Write out each record below exactly, but not the pictures.

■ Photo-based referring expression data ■

· · · ·

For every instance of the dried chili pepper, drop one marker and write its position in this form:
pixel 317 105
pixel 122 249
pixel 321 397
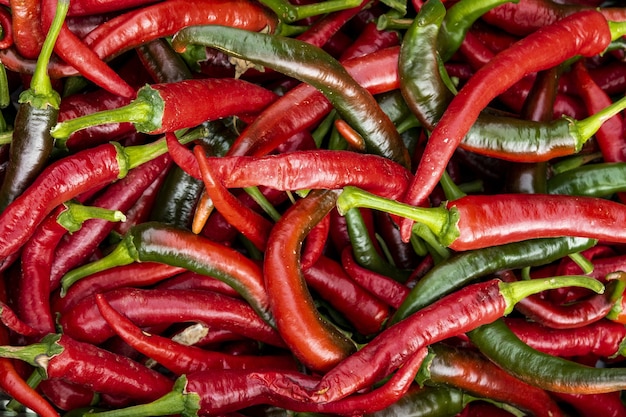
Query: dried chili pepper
pixel 587 33
pixel 31 143
pixel 482 303
pixel 313 66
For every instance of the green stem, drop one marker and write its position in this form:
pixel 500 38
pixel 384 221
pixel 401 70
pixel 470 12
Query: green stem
pixel 176 402
pixel 75 214
pixel 437 219
pixel 513 292
pixel 288 13
pixel 41 94
pixel 123 254
pixel 586 128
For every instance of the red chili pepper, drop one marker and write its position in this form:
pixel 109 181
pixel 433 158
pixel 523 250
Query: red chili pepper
pixel 481 303
pixel 328 279
pixel 180 358
pixel 587 34
pixel 154 307
pixel 603 338
pixel 316 343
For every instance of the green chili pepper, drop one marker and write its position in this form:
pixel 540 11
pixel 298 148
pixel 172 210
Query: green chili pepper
pixel 311 65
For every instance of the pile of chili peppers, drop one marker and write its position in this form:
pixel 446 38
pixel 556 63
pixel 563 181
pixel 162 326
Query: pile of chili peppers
pixel 346 208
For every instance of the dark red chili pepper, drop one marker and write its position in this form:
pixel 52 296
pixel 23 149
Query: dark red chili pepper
pixel 328 279
pixel 26 27
pixel 31 143
pixel 60 356
pixel 80 245
pixel 316 343
pixel 156 242
pixel 180 358
pixel 312 65
pixel 471 372
pixel 587 33
pixel 481 303
pixel 251 224
pixel 147 307
pixel 168 107
pixel 603 338
pixel 384 288
pixel 73 51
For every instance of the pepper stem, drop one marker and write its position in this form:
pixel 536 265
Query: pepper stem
pixel 175 402
pixel 437 219
pixel 123 254
pixel 75 214
pixel 41 94
pixel 516 291
pixel 588 127
pixel 288 13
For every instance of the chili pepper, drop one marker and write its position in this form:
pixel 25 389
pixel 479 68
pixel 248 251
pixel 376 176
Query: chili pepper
pixel 60 356
pixel 168 107
pixel 155 242
pixel 603 338
pixel 468 308
pixel 33 298
pixel 317 344
pixel 466 267
pixel 179 358
pixel 31 142
pixel 470 371
pixel 488 220
pixel 148 307
pixel 80 245
pixel 545 371
pixel 383 287
pixel 132 275
pixel 26 27
pixel 252 225
pixel 328 279
pixel 479 90
pixel 291 171
pixel 311 65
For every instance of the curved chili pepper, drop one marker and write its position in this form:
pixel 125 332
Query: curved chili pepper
pixel 603 338
pixel 26 27
pixel 487 220
pixel 466 267
pixel 148 307
pixel 473 373
pixel 31 143
pixel 482 303
pixel 179 358
pixel 499 344
pixel 60 356
pixel 168 107
pixel 365 312
pixel 587 33
pixel 311 65
pixel 156 242
pixel 315 342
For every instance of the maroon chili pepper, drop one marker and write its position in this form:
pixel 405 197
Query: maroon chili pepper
pixel 384 288
pixel 603 338
pixel 292 171
pixel 80 245
pixel 251 224
pixel 327 278
pixel 133 275
pixel 316 343
pixel 481 303
pixel 587 33
pixel 155 307
pixel 60 356
pixel 180 358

· · · ·

■ Reply to the exercise ■
For every instance of the dried chili pepper, drop one marker and write its position in this form:
pixel 317 105
pixel 122 249
pixel 321 397
Query: dried chili pepper
pixel 587 33
pixel 31 143
pixel 482 303
pixel 313 66
For every instance of the green stem, drop one marker and write its position in this form:
pixel 500 38
pixel 384 221
pixel 401 70
pixel 470 12
Query: green stem
pixel 176 402
pixel 75 214
pixel 437 219
pixel 513 292
pixel 288 13
pixel 41 94
pixel 123 254
pixel 586 128
For every instance of the red chili pepper, drop one marker and write its position in this form:
pixel 109 181
pixel 433 158
pixel 523 250
Query: red chili pepper
pixel 481 303
pixel 328 279
pixel 180 358
pixel 587 34
pixel 154 307
pixel 603 338
pixel 316 343
For every instance of the green chili pepper, drop one marker and write its position in this form:
pixel 540 11
pixel 298 148
pixel 172 210
Query: green chili pepper
pixel 311 65
For every instance of the pile of chili peppers, drop one marker and write its position in this form:
pixel 446 38
pixel 556 63
pixel 563 181
pixel 162 326
Query: pile of chili peppers
pixel 346 208
For every instance of the dark red chili pepper, drop one marker and write its position in this form:
pixel 52 296
pixel 23 149
Query: dark red chili pepper
pixel 328 279
pixel 26 27
pixel 31 143
pixel 60 356
pixel 80 245
pixel 316 343
pixel 156 242
pixel 180 358
pixel 312 65
pixel 471 372
pixel 587 33
pixel 481 303
pixel 251 224
pixel 147 307
pixel 168 107
pixel 603 338
pixel 384 288
pixel 73 51
For every instance of the pepper stem, drop one marker and write its position in this form:
pixel 536 265
Query: pepper stem
pixel 175 402
pixel 437 219
pixel 123 254
pixel 75 214
pixel 41 94
pixel 516 291
pixel 588 127
pixel 288 13
For every instance of the chili pepper, drop one marker and write its position in this form:
pixel 25 389
pixel 479 68
pixel 248 251
pixel 376 176
Query: chili pepper
pixel 60 356
pixel 168 107
pixel 155 242
pixel 603 338
pixel 468 308
pixel 33 298
pixel 317 344
pixel 466 267
pixel 179 358
pixel 31 142
pixel 470 371
pixel 488 220
pixel 148 307
pixel 80 245
pixel 545 371
pixel 383 287
pixel 132 275
pixel 26 27
pixel 252 225
pixel 328 279
pixel 479 90
pixel 291 171
pixel 311 65
For every instance of the curved chili pepper, drop one marker and write its position in this form:
pixel 125 332
Query: curved chili pepper
pixel 603 338
pixel 26 27
pixel 487 220
pixel 466 267
pixel 148 307
pixel 473 373
pixel 31 143
pixel 482 303
pixel 179 358
pixel 499 344
pixel 60 356
pixel 168 107
pixel 365 312
pixel 587 33
pixel 311 65
pixel 156 242
pixel 315 342
For every instance of the maroon chili pepper, drop one marker and write its position in this form:
pixel 405 197
Query: maroon chili pepper
pixel 384 288
pixel 603 338
pixel 292 171
pixel 80 245
pixel 251 224
pixel 327 278
pixel 133 275
pixel 316 343
pixel 481 303
pixel 587 33
pixel 155 307
pixel 60 356
pixel 180 358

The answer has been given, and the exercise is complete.